▶ **DOCUMENT SEGMENT**
***

Press Release
November 9, 2006
FOR MORE INFORMATION:
Contact Jerry Carey
Phone: (856) 566-6171
careyge@umdnj.edu
UMDNJ Researchers to Recruit 10,000 New Jersey Residents for Studies on Aging
STRATFORD—What does it mean to age successfully?
On November 6, the New Jersey Institute for Successful Aging (NJISA) at the UMDNJ-School of Osteopathic Medicine launched a unique, statewide project to help researchers find the answer to that question. Called ORANJ BOWL (Ongoing Research on Aging in New Jersey: Bettering Opportunities for Well Living), it is an ambitious, multi-year program that will track the health, lifestyle and well being of more than 10,000 New Jersey residents who are between 50 and 74 years old.
"ORANJ BOWL is the first longitudinal health study in America to study middle-aged and older participants annually over many years," said Dr. Rachel Pruchno, director of Research at NJISA. "Our first goal is to learn about the causal pathways that determine who ages successfully. At the same time, we’ll also focus on identifying and understanding the differences that might exist between groups."

***

▶ **WHAT THIS EXERCISE ASKS**
(a) Answer from the ORANJ BOWL press release:
(i) On what date did NJISA launch the project?
(ii) What age range will the tracked New Jersey residents fall within?
(iii) Who is the director of Research at NJISA?
(b) Extend the press release on the ORANJ BOWL aging study past its final paragraph.
The records come from a separate source unrelated to the press release.

▶ **SUPPLIED ENTRIES**
***

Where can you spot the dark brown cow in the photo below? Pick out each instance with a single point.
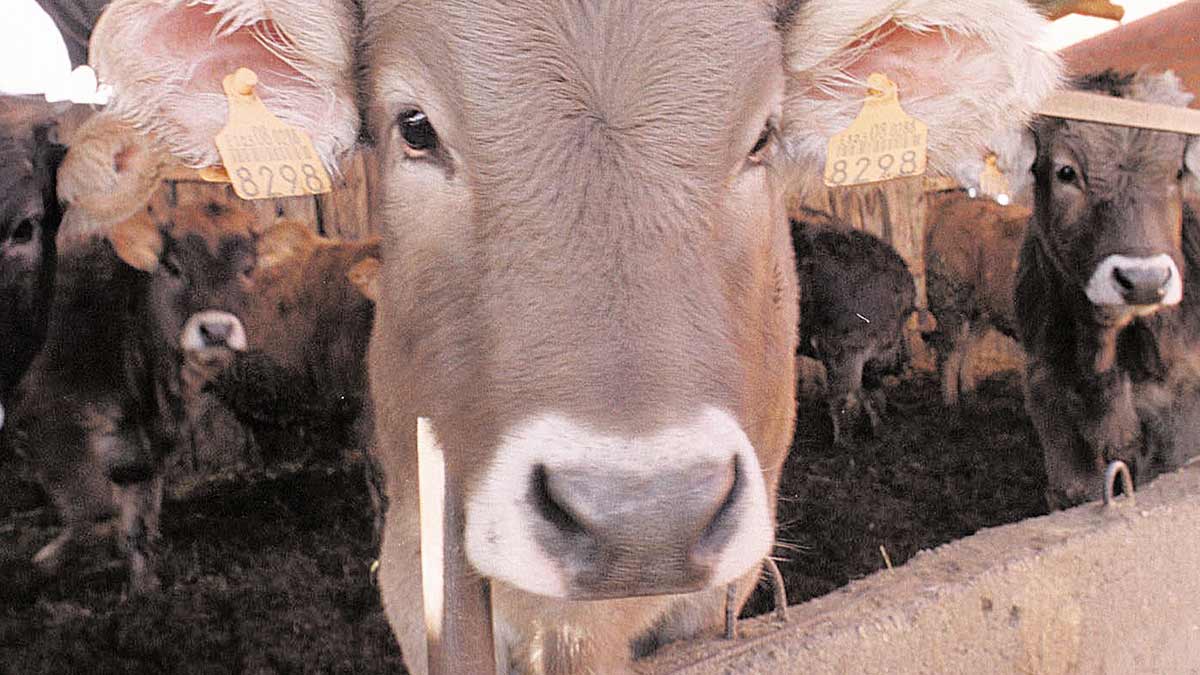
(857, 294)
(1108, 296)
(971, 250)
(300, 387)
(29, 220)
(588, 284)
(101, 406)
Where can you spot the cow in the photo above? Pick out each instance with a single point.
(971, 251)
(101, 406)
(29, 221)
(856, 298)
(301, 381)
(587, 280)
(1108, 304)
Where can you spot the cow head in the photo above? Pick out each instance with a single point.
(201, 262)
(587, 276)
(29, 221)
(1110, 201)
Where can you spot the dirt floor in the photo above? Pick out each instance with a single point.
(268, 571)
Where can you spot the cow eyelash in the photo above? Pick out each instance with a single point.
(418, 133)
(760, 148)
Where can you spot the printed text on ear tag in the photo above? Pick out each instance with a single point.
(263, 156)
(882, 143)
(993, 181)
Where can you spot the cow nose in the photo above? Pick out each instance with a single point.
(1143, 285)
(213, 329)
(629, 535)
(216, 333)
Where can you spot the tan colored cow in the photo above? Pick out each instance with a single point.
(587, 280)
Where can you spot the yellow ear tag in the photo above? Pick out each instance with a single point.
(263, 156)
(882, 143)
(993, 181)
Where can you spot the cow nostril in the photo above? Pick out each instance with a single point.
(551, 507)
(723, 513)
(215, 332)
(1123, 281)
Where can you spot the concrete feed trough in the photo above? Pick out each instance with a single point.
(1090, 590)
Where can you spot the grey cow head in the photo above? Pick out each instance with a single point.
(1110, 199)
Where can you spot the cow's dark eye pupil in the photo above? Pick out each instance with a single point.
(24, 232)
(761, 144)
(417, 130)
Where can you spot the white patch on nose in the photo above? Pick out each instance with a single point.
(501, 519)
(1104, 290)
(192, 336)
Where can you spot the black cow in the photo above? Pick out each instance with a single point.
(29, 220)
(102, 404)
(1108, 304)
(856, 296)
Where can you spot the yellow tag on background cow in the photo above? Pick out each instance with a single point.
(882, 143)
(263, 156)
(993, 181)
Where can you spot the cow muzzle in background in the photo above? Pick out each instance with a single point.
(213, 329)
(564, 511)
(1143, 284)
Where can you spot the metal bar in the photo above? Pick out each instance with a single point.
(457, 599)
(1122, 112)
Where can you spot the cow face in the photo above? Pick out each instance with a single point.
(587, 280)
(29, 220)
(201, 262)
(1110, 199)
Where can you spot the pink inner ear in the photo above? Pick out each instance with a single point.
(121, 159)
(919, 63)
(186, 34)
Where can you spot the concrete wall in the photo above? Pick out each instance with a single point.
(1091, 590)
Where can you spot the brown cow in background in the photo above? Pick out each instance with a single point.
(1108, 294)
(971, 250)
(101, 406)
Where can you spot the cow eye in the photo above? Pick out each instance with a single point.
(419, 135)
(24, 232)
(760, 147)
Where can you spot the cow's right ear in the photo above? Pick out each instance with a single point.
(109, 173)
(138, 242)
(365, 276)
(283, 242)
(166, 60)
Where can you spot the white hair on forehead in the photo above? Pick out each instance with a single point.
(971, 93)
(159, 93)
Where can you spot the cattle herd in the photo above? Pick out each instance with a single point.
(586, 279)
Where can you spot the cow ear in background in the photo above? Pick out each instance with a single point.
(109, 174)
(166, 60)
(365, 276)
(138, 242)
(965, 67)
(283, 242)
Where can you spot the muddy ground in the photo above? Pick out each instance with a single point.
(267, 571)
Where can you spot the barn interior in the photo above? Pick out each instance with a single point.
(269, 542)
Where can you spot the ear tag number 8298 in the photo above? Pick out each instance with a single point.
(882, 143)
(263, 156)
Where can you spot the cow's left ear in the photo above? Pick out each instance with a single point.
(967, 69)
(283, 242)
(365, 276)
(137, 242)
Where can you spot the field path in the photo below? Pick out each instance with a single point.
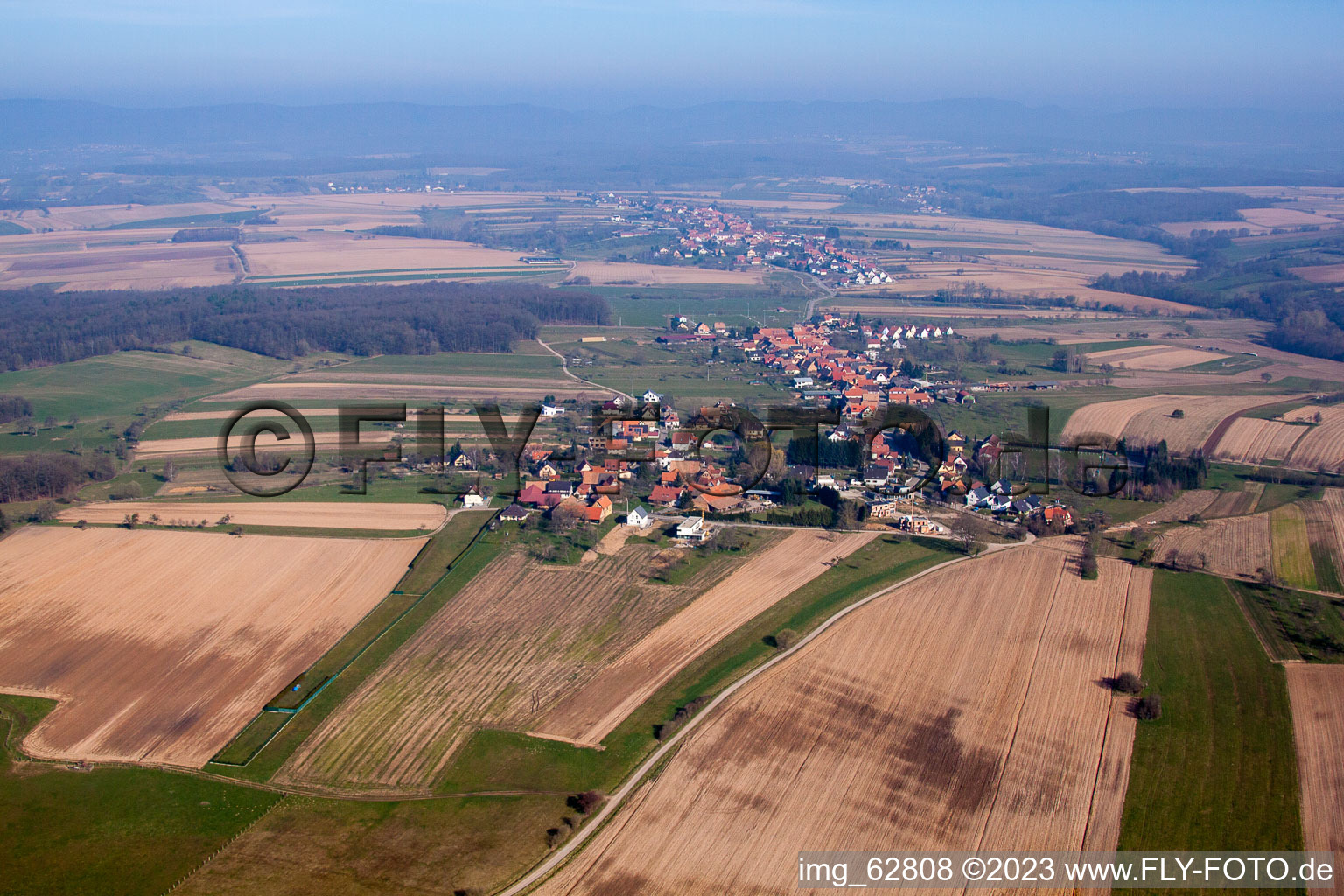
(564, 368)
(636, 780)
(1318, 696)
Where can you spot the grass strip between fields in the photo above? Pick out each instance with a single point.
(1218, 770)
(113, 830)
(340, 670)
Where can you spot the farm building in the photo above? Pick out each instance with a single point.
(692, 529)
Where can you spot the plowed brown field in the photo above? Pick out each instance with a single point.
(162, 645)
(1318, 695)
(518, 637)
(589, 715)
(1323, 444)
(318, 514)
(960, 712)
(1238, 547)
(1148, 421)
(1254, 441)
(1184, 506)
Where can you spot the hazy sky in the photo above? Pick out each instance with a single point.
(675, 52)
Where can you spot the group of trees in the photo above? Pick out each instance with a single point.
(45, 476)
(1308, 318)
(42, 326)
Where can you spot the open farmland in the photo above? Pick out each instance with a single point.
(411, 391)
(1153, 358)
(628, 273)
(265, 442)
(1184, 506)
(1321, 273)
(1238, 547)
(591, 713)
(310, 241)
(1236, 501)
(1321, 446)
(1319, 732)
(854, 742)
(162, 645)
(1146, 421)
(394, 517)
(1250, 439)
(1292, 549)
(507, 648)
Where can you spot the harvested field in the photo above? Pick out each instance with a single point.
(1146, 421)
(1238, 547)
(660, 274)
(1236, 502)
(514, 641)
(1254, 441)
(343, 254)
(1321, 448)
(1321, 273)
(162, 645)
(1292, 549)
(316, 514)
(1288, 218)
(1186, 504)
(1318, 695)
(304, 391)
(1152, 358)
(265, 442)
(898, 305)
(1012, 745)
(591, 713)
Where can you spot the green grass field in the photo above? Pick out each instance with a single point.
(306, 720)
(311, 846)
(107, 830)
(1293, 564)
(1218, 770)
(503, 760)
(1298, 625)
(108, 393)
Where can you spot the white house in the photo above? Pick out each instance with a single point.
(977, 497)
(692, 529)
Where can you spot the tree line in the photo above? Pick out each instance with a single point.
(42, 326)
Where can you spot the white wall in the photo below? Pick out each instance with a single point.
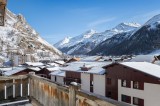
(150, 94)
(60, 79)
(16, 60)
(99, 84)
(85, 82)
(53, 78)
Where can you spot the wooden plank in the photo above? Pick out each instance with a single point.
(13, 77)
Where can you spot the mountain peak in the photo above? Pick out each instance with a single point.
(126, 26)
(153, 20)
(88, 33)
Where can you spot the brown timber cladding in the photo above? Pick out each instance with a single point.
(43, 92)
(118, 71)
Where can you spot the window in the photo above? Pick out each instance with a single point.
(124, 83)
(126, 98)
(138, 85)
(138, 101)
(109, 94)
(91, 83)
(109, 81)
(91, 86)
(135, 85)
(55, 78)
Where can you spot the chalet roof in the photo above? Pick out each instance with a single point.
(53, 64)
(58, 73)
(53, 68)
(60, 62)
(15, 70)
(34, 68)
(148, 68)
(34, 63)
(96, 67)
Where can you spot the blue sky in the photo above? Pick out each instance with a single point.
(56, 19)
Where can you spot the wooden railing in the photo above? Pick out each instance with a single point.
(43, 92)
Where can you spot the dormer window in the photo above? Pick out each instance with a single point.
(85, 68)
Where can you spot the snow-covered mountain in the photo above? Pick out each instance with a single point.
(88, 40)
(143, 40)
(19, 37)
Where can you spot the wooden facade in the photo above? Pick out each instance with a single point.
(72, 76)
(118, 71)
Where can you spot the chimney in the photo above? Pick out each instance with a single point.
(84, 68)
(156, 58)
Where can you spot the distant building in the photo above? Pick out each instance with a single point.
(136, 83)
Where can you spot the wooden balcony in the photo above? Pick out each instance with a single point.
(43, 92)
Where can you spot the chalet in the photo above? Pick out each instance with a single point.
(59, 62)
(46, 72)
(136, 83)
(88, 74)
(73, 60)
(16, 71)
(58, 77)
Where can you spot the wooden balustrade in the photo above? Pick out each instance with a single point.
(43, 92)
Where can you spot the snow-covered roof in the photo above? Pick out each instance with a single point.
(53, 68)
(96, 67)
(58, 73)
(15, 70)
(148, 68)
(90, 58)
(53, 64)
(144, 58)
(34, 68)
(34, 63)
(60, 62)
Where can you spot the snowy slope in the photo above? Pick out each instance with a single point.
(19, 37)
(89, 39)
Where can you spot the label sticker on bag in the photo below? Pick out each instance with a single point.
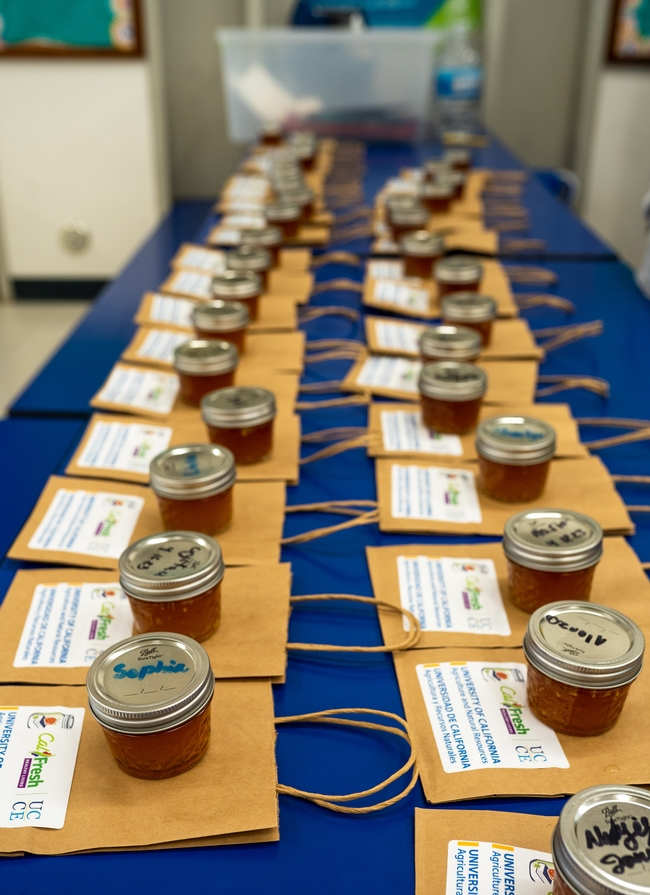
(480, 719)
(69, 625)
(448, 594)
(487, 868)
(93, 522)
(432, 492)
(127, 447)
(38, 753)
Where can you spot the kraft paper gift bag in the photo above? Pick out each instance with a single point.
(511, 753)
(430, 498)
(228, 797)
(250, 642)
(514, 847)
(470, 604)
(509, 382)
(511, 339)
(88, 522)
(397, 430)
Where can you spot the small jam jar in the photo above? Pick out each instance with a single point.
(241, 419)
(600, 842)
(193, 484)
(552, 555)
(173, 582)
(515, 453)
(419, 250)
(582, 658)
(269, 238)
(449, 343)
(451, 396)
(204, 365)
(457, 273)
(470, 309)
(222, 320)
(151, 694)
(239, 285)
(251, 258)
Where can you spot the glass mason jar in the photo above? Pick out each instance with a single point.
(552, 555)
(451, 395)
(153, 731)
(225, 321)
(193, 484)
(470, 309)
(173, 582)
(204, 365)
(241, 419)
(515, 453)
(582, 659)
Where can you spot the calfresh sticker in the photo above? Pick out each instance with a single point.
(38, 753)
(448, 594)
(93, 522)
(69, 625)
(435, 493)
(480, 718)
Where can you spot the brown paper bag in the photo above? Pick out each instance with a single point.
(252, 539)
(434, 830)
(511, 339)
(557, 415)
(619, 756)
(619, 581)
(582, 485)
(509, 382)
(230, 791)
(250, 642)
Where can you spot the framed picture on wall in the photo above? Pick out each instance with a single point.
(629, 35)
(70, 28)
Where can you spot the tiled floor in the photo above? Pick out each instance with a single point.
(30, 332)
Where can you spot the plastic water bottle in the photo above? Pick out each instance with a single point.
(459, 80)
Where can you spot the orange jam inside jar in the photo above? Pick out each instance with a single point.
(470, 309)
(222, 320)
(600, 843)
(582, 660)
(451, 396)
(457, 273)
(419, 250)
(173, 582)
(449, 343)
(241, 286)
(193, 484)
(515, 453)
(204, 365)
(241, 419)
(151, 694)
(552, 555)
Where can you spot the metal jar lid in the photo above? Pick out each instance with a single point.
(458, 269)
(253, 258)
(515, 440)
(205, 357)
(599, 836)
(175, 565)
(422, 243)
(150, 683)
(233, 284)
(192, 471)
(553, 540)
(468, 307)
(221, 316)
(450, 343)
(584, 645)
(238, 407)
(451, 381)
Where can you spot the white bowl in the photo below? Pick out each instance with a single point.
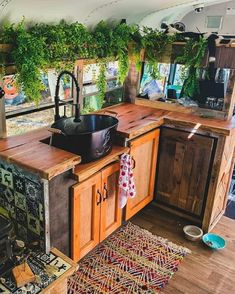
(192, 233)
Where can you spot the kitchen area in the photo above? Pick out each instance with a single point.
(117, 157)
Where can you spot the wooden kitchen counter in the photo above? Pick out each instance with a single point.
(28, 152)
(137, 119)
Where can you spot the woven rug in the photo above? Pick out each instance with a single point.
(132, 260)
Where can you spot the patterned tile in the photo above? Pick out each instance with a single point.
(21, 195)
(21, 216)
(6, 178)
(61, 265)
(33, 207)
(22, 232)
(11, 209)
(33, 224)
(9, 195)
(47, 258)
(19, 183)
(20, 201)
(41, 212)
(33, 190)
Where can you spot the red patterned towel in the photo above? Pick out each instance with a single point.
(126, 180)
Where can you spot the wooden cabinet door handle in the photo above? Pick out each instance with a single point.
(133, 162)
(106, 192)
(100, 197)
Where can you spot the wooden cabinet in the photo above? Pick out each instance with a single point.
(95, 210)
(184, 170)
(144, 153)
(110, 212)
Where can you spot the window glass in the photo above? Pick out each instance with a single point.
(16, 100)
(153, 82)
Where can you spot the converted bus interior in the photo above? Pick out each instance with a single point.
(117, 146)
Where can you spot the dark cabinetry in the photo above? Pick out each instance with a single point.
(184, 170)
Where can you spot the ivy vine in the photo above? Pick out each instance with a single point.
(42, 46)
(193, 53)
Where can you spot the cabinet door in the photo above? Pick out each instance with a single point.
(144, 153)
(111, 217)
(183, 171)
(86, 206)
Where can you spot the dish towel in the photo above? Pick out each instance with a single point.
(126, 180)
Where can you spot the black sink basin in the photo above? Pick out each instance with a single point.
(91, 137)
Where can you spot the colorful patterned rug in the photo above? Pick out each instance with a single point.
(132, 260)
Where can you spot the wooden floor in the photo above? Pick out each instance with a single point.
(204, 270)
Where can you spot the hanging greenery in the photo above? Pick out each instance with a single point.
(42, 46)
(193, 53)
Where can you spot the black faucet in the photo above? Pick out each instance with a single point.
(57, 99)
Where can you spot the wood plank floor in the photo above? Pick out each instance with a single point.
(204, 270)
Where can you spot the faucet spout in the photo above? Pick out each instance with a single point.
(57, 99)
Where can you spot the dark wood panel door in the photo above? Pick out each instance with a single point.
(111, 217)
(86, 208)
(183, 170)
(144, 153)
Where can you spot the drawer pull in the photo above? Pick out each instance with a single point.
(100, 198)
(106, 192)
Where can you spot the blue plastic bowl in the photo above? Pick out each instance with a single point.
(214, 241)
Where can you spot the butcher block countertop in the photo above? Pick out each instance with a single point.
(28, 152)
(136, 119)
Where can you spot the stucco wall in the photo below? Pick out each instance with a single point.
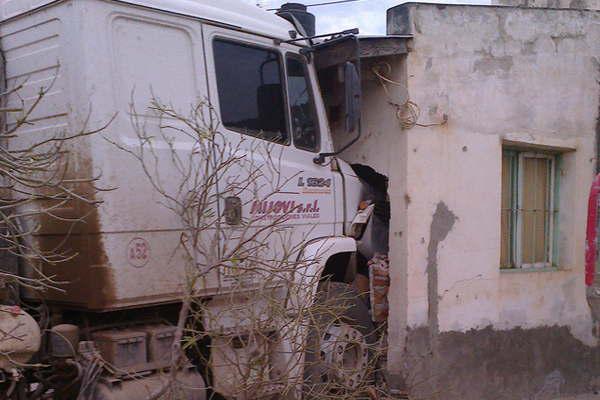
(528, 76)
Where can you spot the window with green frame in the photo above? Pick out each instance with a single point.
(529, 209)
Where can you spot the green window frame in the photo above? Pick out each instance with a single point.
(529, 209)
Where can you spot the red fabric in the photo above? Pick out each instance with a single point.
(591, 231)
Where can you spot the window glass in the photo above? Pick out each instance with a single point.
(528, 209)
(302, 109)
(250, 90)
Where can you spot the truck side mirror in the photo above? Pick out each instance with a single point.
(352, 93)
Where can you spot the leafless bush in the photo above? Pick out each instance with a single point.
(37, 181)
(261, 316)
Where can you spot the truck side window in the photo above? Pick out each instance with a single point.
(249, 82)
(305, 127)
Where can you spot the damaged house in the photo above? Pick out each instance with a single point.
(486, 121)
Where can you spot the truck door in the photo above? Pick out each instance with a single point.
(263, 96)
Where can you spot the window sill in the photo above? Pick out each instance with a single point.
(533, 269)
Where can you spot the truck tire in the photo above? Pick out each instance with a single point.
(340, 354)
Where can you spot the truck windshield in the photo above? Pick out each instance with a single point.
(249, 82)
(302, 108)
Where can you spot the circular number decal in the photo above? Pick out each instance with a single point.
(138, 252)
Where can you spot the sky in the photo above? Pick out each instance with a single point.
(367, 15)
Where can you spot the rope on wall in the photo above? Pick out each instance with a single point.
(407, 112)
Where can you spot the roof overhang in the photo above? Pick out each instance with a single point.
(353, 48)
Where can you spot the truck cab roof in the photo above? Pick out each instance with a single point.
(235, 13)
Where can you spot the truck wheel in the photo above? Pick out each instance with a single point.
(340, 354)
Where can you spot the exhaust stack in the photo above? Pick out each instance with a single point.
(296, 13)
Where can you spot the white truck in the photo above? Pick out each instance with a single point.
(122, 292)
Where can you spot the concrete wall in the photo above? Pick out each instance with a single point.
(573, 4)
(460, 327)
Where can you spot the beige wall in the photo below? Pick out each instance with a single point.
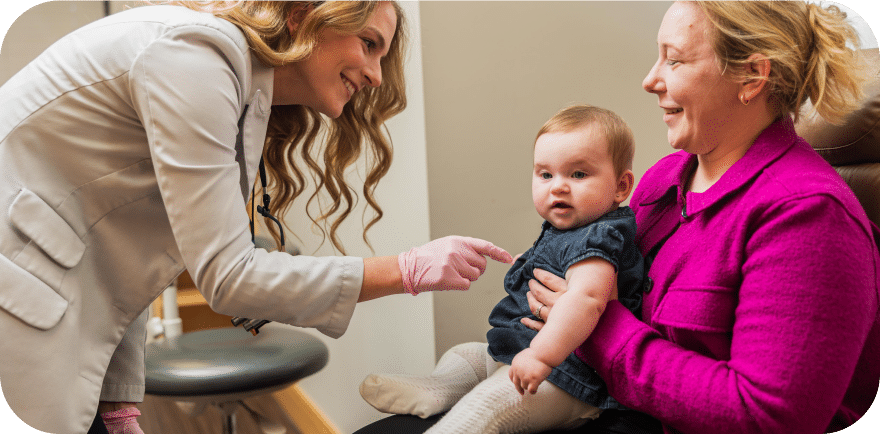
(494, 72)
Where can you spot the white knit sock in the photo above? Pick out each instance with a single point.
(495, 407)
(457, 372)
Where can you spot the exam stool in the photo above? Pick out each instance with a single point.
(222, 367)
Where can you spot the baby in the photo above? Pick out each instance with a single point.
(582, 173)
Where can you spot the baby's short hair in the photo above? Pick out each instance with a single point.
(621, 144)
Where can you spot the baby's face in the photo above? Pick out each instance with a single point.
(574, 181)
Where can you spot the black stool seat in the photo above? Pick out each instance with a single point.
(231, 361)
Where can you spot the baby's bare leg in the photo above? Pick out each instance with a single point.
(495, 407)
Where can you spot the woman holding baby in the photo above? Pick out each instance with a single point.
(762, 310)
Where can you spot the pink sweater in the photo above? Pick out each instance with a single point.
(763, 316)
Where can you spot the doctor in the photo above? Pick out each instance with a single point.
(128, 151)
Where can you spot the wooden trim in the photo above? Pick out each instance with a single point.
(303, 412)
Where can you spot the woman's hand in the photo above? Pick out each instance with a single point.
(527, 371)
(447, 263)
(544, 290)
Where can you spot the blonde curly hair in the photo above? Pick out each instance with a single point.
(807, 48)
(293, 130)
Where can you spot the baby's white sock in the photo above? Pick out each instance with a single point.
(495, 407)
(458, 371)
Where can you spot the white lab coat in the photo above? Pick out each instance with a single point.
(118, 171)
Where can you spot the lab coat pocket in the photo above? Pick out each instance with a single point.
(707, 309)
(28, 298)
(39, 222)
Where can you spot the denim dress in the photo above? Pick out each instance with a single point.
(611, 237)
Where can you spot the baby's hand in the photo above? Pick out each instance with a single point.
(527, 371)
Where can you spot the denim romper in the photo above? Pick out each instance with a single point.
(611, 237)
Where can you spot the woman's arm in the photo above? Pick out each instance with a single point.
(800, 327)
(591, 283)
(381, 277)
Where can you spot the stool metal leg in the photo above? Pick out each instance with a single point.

***

▶ **SOLVED TASKS**
(a)
(i) November 6
(ii) Between 50 and 74 years old
(iii) Dr. Rachel Pruchno

(b)
Along with the longitudinal study, ORANJ BOWL will also be a research panel, a large collection of individuals who can be sorted on the basis of their shared personal or health characteristics. Individuals who agree to join ORANJ BOWL participate in a telephone interview that lasts approximately one hour. During this survey interview, participants are asked questions on a wide variety of measures common to aging research, such as physical health, emotional health, social and family support, attitudes toward aging, health-related behaviors and lifestyle, and financial and demographic information. Each year, a similar follow-up assessment interview will take place.
These interviews alone will combine to form a rich resource of information on aging. Researchers at UMDNJ and throughout the world will be able to mine this existing ORANJ BOWL data or work through the ORANJ BOWL researchers to invite participants to volunteer for additional research studies.
"ORANJ BOWL is a constantly evolving data repository that will revolutionize how aging research is done," said Dr. Jonathan Brill, general manager of the ORANJ BOWL Research Program at NJISA. "Typically, more than half the budget of research projects goes for recruiting suitable subjects. ORANJ BOWL spreads that expense over many studies, dramatically reducing the cost. For example, if a research team wants to study women between 60 and 64 who smoke cigarettes, own a dog, have health insurance and take daily vitamins, we will probably be able to identify a usefully large, statistically representative sample from our ORANJ BOWL panel."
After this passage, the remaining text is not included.